Task requirements — Please sift the material below and keep only the lines that contain the string "football", copying each one. The match is case-sensitive.

====================

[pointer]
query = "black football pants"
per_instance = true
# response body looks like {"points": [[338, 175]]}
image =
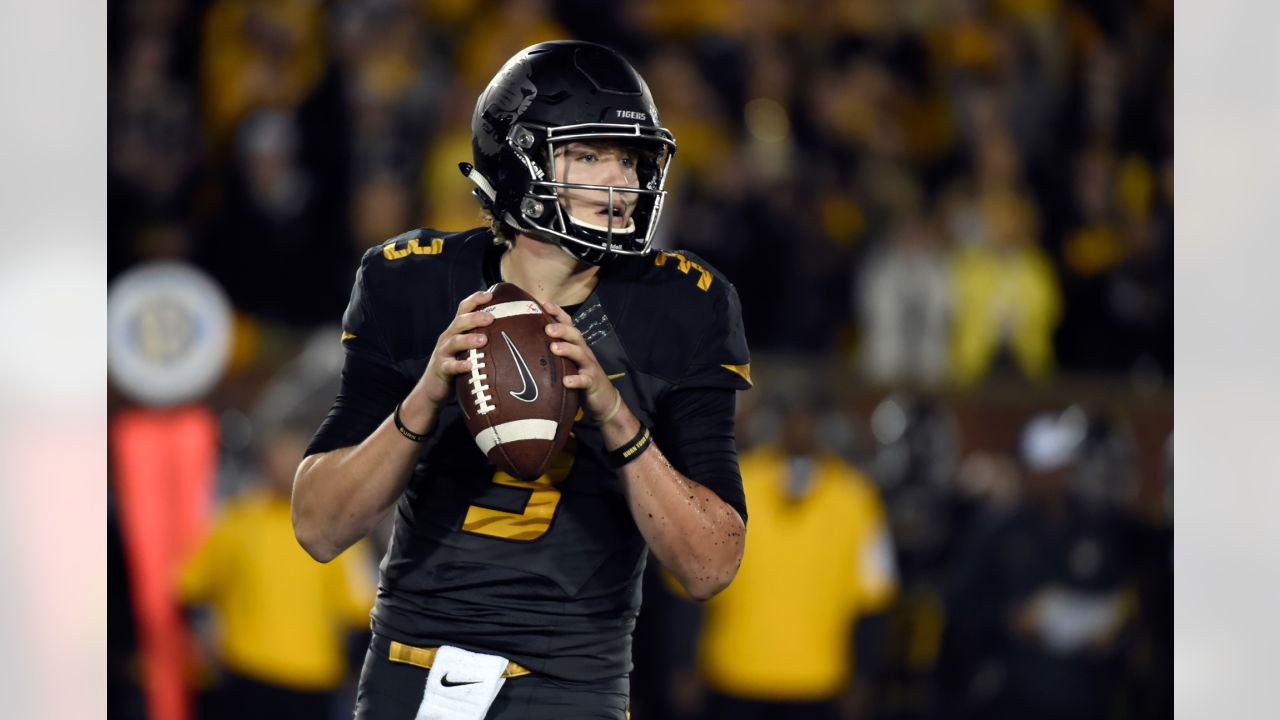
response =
{"points": [[393, 691]]}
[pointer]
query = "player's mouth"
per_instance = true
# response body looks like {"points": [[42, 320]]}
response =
{"points": [[617, 210]]}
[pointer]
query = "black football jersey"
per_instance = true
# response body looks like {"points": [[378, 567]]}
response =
{"points": [[545, 573]]}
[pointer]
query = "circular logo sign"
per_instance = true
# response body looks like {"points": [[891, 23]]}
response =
{"points": [[169, 333]]}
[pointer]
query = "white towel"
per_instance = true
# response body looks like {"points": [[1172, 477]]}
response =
{"points": [[461, 686]]}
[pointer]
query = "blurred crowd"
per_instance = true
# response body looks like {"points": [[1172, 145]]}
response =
{"points": [[933, 200], [936, 191]]}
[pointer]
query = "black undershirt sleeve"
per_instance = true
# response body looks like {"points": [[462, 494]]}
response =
{"points": [[695, 432], [369, 392]]}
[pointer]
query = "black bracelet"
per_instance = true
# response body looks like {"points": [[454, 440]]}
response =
{"points": [[631, 450], [405, 431]]}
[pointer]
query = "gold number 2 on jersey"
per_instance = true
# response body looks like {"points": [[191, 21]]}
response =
{"points": [[539, 511]]}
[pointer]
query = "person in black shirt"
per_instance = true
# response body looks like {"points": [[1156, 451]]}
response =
{"points": [[534, 587]]}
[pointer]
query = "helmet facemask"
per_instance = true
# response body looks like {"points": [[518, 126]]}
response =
{"points": [[542, 209]]}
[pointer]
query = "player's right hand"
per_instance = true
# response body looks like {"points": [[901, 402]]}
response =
{"points": [[437, 381]]}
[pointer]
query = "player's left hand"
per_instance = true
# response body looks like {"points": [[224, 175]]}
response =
{"points": [[598, 392]]}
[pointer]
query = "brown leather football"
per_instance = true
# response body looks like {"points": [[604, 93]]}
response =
{"points": [[513, 400]]}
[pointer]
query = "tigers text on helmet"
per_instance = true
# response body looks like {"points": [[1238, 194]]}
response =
{"points": [[544, 98]]}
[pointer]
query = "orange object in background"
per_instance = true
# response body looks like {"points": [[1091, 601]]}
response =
{"points": [[164, 469]]}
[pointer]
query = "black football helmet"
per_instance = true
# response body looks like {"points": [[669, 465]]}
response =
{"points": [[549, 95]]}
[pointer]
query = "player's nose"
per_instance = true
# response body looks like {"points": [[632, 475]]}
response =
{"points": [[618, 174]]}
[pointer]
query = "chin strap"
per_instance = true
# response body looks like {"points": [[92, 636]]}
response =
{"points": [[472, 174]]}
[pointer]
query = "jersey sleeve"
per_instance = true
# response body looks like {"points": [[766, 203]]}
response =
{"points": [[721, 358], [361, 335], [371, 384], [695, 432]]}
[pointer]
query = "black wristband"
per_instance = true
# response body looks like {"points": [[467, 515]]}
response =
{"points": [[631, 450], [405, 431]]}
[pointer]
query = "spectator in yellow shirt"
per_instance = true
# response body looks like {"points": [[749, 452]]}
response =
{"points": [[283, 620], [1008, 300], [780, 642]]}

====================

Right answer —
query = "black football pants"
query = "black football jersey"
query = "brown leather football"
query = "black football helmet"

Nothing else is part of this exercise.